EXTRACT:
((
Instead, I cried myself to sleep each Sunday night after watching Sex and the City. I distinctly remember sitting in my Upper West Side apartment and happening upon the HBO program for the first time while I was eating Chinese takeout one night. Alone and single as I watched it, the tone of the show to me read less like a love letter to New York City and the empowerment of female friendships than a reminder of what a vast, lonely and vacuous metropolis it seemed to be at so many moments.

Nevertheless, it became appointment television for me, but in an appointment for an annual Pap smear kind of way -- you know you have to do it, the anticipation can seriously drain you, and you're so relieved when it's over that you instantly have a brighter outlook on life because you know you won't have to do it again for at least a little while.

During the show's heyday, the same chain e-mail quiz regularly appeared in my inbox -- Are you a Carrie, Miranda, Charlotte or Samantha? No result made me happy, particularly since the insinuation was that I was supposed to aspire to be like one of them in my late 30s or early 40s, or that maybe I was necessarily already like one or more of them.

In their never-ending quest to be among Manhattan's one-dimensional hip crowd that endeavored to see and be seen at nightclubs and restaurants with as much substance as my cuticles, and wearing some of the most atrocious ensembles ever pieced together, there was little about any character that I found appealing or even remotely believable. Certainly not Samantha's implausibly disease-free nymphomania, Miranda's Medusa-like charm, or Charlotte's inane, lightning-fast conversion to Judaism (or the Park Avenue pad she got in her divorce settlement -- for how long could she possibly afford the monthly maintenance on her art gallery salary, pray tell?).
))
INFORMATION SUPPLIED:
((
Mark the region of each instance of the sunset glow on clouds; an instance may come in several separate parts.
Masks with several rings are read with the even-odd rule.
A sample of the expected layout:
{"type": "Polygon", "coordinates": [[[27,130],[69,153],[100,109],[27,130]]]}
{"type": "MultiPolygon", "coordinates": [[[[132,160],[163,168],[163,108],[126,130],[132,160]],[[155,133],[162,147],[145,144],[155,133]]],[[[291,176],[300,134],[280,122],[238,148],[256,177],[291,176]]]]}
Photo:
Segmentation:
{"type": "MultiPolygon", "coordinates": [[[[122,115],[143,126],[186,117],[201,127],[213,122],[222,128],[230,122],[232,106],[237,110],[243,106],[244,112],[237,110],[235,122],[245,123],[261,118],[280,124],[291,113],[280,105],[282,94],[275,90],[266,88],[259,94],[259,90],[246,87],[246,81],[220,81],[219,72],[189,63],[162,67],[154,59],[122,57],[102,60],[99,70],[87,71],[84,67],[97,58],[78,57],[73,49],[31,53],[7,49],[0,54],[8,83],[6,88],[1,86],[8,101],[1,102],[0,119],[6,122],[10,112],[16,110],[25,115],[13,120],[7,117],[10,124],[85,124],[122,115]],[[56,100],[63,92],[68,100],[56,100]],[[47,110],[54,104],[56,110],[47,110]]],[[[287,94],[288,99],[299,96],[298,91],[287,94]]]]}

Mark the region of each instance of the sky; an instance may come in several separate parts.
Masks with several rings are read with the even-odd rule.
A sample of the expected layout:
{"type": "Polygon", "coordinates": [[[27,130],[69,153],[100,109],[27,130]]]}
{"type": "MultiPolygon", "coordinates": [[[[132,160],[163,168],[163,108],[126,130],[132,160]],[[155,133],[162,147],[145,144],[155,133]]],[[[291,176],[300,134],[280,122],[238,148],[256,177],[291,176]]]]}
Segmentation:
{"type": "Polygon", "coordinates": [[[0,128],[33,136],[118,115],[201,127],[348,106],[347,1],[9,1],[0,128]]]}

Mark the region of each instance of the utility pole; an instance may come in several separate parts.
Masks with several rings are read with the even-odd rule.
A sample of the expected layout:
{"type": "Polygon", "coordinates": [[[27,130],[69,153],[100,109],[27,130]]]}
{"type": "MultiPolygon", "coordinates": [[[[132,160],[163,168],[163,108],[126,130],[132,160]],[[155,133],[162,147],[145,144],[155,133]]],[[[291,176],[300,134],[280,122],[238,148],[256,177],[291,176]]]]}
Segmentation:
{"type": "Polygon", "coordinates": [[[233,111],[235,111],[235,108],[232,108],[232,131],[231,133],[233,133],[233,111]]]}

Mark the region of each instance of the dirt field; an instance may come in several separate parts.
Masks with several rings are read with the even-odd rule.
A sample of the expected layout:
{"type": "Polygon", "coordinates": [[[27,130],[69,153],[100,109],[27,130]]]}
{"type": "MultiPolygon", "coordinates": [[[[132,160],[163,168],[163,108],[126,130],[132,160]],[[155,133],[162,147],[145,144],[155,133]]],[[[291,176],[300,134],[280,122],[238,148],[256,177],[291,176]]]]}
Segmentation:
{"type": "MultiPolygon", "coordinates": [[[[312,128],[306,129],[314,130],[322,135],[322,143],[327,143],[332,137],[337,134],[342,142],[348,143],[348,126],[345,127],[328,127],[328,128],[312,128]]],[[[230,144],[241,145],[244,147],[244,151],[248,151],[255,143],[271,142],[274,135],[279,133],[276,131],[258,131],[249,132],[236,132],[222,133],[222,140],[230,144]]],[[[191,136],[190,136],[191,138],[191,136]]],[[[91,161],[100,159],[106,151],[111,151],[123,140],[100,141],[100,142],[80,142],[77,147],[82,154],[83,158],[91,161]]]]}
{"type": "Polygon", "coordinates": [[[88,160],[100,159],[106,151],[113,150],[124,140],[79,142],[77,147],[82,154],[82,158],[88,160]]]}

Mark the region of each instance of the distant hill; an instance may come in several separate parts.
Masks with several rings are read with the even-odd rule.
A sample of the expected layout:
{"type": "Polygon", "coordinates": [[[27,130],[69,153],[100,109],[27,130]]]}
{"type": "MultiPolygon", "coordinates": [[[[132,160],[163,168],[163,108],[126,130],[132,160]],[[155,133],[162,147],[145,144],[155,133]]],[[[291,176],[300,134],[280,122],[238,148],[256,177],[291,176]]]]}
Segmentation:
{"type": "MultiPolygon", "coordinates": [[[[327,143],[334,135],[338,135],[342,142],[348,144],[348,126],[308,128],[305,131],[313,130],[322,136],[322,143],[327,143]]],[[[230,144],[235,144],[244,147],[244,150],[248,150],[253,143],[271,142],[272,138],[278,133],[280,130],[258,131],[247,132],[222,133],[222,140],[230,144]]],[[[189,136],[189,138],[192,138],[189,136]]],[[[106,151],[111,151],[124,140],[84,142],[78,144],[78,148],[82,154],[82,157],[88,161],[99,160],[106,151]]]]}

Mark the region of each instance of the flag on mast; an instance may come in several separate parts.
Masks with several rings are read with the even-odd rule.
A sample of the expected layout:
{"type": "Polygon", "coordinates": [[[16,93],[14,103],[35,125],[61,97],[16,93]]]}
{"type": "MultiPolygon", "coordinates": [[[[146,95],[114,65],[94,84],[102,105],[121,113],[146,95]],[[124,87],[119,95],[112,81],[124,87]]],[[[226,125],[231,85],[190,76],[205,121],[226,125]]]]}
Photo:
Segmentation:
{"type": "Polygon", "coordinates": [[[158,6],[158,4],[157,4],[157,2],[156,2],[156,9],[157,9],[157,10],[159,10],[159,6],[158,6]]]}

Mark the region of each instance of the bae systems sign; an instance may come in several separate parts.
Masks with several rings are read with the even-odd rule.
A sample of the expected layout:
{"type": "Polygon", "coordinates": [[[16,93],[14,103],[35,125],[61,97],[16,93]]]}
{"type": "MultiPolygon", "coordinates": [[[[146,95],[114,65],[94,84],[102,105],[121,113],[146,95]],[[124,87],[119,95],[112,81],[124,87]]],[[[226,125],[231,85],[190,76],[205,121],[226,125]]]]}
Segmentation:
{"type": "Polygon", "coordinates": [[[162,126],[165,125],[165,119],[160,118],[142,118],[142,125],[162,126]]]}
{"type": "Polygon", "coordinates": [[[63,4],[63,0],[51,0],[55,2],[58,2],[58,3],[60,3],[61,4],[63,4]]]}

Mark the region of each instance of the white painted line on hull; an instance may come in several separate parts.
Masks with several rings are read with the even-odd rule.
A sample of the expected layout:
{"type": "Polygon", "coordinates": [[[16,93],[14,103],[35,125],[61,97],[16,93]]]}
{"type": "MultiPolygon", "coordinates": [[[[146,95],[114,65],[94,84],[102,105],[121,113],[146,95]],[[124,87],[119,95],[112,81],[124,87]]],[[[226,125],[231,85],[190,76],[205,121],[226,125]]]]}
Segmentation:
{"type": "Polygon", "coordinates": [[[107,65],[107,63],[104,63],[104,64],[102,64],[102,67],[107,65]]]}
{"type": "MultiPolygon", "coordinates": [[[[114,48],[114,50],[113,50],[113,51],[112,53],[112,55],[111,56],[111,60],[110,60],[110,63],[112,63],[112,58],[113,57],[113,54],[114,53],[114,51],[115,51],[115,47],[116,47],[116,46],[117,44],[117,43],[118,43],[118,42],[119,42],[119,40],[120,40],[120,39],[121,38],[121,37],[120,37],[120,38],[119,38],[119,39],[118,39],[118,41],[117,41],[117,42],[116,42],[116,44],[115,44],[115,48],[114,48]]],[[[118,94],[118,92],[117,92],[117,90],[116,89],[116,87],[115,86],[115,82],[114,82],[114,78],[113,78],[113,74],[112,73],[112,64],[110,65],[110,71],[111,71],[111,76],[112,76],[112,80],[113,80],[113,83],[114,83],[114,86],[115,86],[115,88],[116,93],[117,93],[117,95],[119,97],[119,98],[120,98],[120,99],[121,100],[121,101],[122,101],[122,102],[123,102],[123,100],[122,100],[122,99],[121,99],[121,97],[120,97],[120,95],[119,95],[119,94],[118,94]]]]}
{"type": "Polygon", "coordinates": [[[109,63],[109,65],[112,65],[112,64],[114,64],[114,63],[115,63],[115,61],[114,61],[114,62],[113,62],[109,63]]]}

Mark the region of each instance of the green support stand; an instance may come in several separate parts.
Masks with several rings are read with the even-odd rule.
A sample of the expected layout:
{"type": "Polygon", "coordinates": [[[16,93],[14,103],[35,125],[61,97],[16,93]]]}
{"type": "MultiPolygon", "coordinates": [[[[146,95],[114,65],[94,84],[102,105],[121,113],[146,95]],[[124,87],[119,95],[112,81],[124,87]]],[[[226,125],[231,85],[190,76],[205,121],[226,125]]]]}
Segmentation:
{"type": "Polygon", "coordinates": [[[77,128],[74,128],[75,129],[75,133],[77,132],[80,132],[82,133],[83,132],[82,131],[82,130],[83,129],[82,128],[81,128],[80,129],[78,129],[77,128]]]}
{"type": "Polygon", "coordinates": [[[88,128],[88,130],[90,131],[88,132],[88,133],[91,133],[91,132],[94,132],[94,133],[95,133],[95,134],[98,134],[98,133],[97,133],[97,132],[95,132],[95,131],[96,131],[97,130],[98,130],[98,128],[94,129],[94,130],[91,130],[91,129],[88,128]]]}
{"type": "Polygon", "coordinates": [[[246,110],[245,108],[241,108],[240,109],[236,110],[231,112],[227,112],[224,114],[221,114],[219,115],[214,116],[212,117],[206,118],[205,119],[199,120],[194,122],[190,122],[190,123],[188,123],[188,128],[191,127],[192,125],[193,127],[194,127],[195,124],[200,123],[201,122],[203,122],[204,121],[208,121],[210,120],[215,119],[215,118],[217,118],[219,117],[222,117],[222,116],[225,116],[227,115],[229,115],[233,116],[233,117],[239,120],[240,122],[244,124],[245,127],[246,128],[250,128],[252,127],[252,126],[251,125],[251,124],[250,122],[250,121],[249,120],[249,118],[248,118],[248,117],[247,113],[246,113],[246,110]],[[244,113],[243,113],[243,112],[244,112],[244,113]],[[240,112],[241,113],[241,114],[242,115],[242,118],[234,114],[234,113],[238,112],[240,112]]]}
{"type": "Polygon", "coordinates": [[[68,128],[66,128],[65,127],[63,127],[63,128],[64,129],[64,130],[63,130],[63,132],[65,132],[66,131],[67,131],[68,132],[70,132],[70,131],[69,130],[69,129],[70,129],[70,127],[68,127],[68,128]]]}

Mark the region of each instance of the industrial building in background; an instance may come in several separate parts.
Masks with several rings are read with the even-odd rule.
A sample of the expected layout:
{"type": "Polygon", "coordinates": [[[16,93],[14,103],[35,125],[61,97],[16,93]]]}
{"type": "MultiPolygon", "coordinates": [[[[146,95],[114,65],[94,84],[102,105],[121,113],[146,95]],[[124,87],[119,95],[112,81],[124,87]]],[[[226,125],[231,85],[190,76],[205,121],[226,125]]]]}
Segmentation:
))
STUDY QUESTIONS:
1 - From the essay on Sex and the City, repeat the passage starting with "Nevertheless, it became" and going on through "a little while.".
2 - Name every character the essay on Sex and the City lists in the chain e-mail quiz.
3 - Answer these questions from the essay on Sex and the City:
(a) What was the writer eating upon first happening upon the program?
(b) To what kind of appointment does the writer compare watching the show?
(c) What part of the writer's own body is used to measure the substance of the nightclubs and restaurants?

ANSWERS TO THE EXERCISE:
1 -
Nevertheless, it became appointment television for me, but in an appointment for an annual Pap smear kind of way -- you know you have to do it, the anticipation can seriously drain you, and you're so relieved when it's over that you instantly have a brighter outlook on life because you know you won't have to do it again for at least a little while.

2 -
Carrie
Miranda
Charlotte
Samantha

3 -
(a) Chinese takeout
(b) An appointment for an annual Pap smear
(c) The writer's cuticles